_Task description_
Arrange every line of the data below as a Markdown table with the columns "No." and "Line", numbering the rows and leaving out blank lines. Omit the pictures from the table.

_Recorded data_
★ ★ ★ ★ ★ ★ ★
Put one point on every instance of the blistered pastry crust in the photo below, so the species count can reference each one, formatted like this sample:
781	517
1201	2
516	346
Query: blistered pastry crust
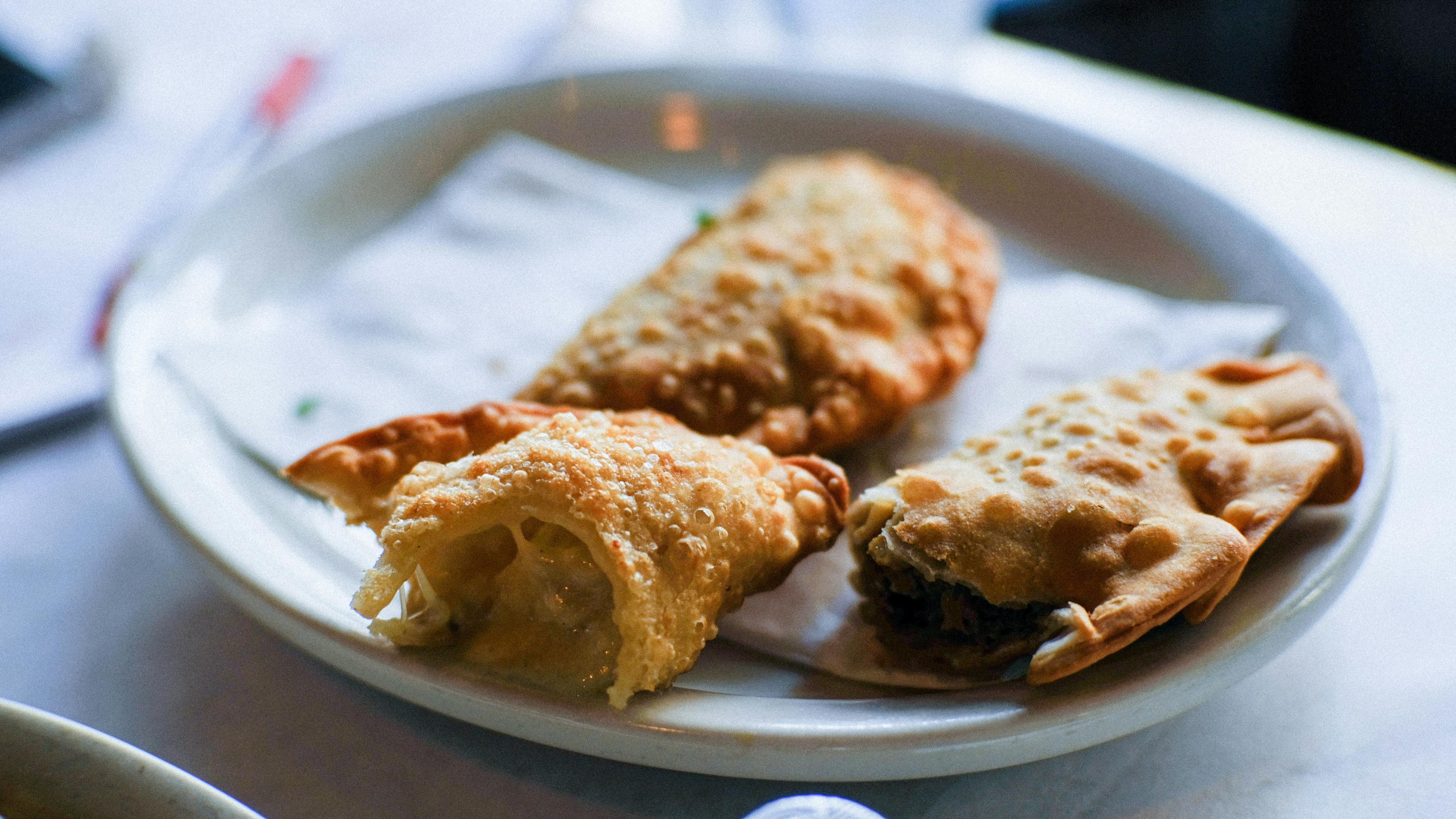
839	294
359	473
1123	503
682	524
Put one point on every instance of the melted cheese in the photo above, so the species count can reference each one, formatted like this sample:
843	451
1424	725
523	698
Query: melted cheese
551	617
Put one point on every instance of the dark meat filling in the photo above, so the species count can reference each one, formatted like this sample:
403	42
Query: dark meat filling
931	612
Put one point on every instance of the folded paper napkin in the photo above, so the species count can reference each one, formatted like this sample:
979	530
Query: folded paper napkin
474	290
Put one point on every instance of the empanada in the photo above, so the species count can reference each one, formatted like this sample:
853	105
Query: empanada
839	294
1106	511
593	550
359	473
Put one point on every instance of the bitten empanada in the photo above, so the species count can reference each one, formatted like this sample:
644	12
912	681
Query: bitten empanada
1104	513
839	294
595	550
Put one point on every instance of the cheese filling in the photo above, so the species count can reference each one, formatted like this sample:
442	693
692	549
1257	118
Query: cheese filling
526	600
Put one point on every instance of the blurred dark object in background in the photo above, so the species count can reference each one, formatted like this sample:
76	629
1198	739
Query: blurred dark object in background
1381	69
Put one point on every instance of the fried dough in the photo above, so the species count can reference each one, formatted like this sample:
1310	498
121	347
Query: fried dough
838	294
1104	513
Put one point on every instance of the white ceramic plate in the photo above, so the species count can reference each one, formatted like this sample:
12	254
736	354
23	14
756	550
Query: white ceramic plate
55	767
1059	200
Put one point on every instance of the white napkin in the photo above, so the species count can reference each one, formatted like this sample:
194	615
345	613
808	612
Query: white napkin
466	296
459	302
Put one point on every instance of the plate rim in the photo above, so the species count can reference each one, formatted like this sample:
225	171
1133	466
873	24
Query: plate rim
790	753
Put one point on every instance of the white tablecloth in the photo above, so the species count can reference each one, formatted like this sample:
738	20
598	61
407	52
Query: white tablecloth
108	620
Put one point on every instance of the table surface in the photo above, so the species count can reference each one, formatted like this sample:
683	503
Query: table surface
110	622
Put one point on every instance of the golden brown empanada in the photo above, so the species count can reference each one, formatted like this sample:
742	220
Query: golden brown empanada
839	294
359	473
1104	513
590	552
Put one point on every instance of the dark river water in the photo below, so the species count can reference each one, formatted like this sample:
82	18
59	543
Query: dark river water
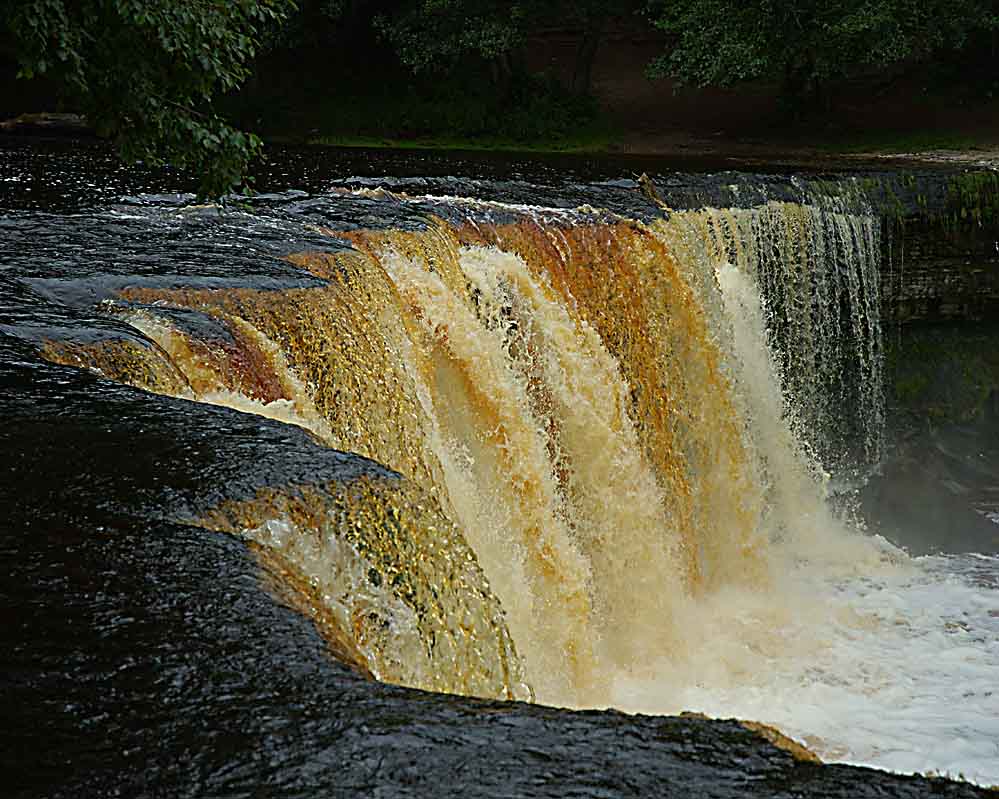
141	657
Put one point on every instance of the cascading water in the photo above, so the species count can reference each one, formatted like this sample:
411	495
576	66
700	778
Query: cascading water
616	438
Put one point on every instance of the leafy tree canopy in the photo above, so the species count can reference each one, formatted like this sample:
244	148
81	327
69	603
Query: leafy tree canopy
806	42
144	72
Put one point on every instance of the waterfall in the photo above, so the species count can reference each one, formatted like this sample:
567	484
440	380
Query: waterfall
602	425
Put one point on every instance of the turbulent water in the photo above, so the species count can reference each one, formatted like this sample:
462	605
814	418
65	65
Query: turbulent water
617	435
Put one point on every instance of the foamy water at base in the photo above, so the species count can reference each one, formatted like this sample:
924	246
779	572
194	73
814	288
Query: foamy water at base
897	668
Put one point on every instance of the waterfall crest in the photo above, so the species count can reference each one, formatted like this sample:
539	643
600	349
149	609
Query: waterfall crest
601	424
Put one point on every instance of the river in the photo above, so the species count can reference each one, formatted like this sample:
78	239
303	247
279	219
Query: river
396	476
★ ★ ★ ★ ★ ★ ★
_Solution for this problem_
| No. | Line |
|---|---|
| 1 | Put one point on every instance of the blistered pastry crust in the photo below, so the species count can reference each one, formatted like this sample: |
| 2 | 781	517 |
| 3 | 1201	2 |
| 4 | 516	346 |
| 5 | Query: blistered pastry crust |
| 6 | 839	294 |
| 7 | 359	473 |
| 8 | 1123	503 |
| 9 | 682	524 |
| 10 | Put one point on every instance of the melted cheese in the photo above, so the species count can reference each one, formatted like this sample: |
| 11 | 843	451 |
| 12 | 1424	725 |
| 13 | 523	698 |
| 14 | Query: melted cheese |
| 15 | 551	617 |
| 16 | Put one point on every instance of the dark meat filling in the photo above, so the species count can reference each one, formatted like this sample: |
| 17 | 403	42 |
| 18 | Query: dark meat filling |
| 19 | 931	612 |
| 20 | Put one point on every instance of the folded paper napkin in the photo above, so the species count can reference each one, formatted like this sample: |
| 21 | 979	530 |
| 22 | Query: folded paper napkin |
| 23 | 474	290 |
| 24 | Put one point on every instance of the empanada in the photo above, so the species count can reference each one, formatted like this sample: |
| 25 | 853	105 |
| 26 | Query: empanada |
| 27 | 839	294 |
| 28 | 1106	511 |
| 29 | 593	550 |
| 30 | 359	473 |
| 31 | Put one point on every instance of the bitten empanada in the photo above, so the species count can reference each one, formatted like this sample: |
| 32 | 644	12 |
| 33 | 912	681 |
| 34 | Query: bitten empanada |
| 35 | 1104	513 |
| 36 | 839	294 |
| 37 | 595	550 |
| 38 | Put one point on every instance of the cheese filling in the photo above, so the species count can reference each one, formatted like this sample: |
| 39 | 442	693 |
| 40 | 692	549 |
| 41 | 1257	118 |
| 42 | Query: cheese filling |
| 43 | 526	600 |
| 44 | Put one point on every instance of the blurred dark object in background in the photo above, so the species count can reference each one, formatted like this sample: |
| 45 | 76	629 |
| 46 | 1198	739 |
| 47 | Query: blurred dark object in background |
| 48 | 1381	69 |
| 49 | Put one point on every instance of the fried dough in the photo above, so the species count can reference each one, formatted like this sample: |
| 50 | 1310	498 |
| 51 | 121	347 |
| 52 | Query: fried dough |
| 53 | 838	294 |
| 54 | 1104	513 |
| 55 | Put one point on every instance of the white ceramic plate in the photo above, so the species count can reference each one, formatted like this sample: |
| 56 | 12	254 |
| 57 | 736	354 |
| 58 | 23	14 |
| 59 | 756	550 |
| 60 | Query: white ceramic plate |
| 61 | 55	767 |
| 62 | 1059	200 |
| 63 | Put one point on every instance of the white napkin in the photo above, so the species count can reference each one, formatted like this sample: |
| 64 | 194	615 |
| 65 | 345	613 |
| 66 | 808	612 |
| 67 | Query: white napkin |
| 68 | 466	296 |
| 69 | 459	302 |
| 70 | Put one point on every instance of the plate rim in the photo above, so the species count can reference each one, formatted like this sample: |
| 71 | 225	171 |
| 72 | 1133	466 |
| 73 | 873	24 |
| 74 | Query: plate rim |
| 75 | 790	753 |
| 76 | Put one point on every instance of the white tablecloth in the photo above, so the species count can reference each one, formatted like this sample: |
| 77 | 738	20 |
| 78 | 598	61 |
| 79 | 407	52 |
| 80 | Query: white tablecloth |
| 81 | 108	620 |
| 82 | Put one point on every instance of the table surface in the photo above, so the species count can reference each one, formatted like this sample: |
| 83 | 683	503 |
| 84 | Query: table surface |
| 85 | 110	622 |
| 86 | Put one point on every instance of the golden brown empanada in the photo above, so the species count can reference each one, formatted like this sample: |
| 87 | 742	220 |
| 88 | Query: golden brown empanada |
| 89 | 839	294 |
| 90 | 359	473 |
| 91 | 1104	513 |
| 92 | 590	552 |
| 93 | Put one point on every instance of the dark river water in the photo below, so the species count can reference each one, formatted like this sample: |
| 94 | 82	18 |
| 95 | 59	543 |
| 96 | Query: dark river water |
| 97 | 141	657 |
| 98 | Put one point on every instance of the cascading water in the photo above, so the species count can reference each one, formatted like this sample: |
| 99 | 411	495 |
| 100 | 576	66 |
| 101 | 700	778 |
| 102 | Query: cascading water |
| 103 | 616	438 |
| 104 | Put one point on every instance of the leafy tree canopy in the photo above, so the species count can reference each one, formatted like this sample: |
| 105 | 244	148 |
| 106 | 81	327 |
| 107 | 69	603 |
| 108 | Query: leafy tree canopy |
| 109 | 806	42 |
| 110 | 144	72 |
| 111 | Put one point on every instance of the waterfall in the photo above, so the species count can reference each one, formatted like this sample: |
| 112 | 567	484 |
| 113 | 440	380 |
| 114 | Query: waterfall |
| 115 | 602	425 |
| 116 | Put one point on every instance of the turbulent water in the photo above, so the species count can reference each one, formatted like this sample: |
| 117 | 462	605 |
| 118 | 814	418 |
| 119 | 65	65 |
| 120 | Query: turbulent water |
| 121 | 617	435 |
| 122 | Put one point on every instance of the foamy water at base in the photo above, so the species count can reference each one, formatted like this sample: |
| 123 | 924	246 |
| 124 | 779	572 |
| 125 | 194	73 |
| 126 | 814	288 |
| 127 | Query: foamy water at base |
| 128 | 897	668 |
| 129 | Put one point on every instance of the waterfall crest in the photo above, so the species count can reference each one, formatted like this sample: |
| 130 | 539	643 |
| 131 | 600	349 |
| 132 | 149	609 |
| 133 | Query: waterfall crest |
| 134 | 601	424 |
| 135 | Put one point on every instance of the river in the photo above, so the species count can reference each one, formatted like this sample: |
| 136 | 78	239 |
| 137 | 303	247 |
| 138 | 279	219 |
| 139 | Query: river |
| 140 | 396	476 |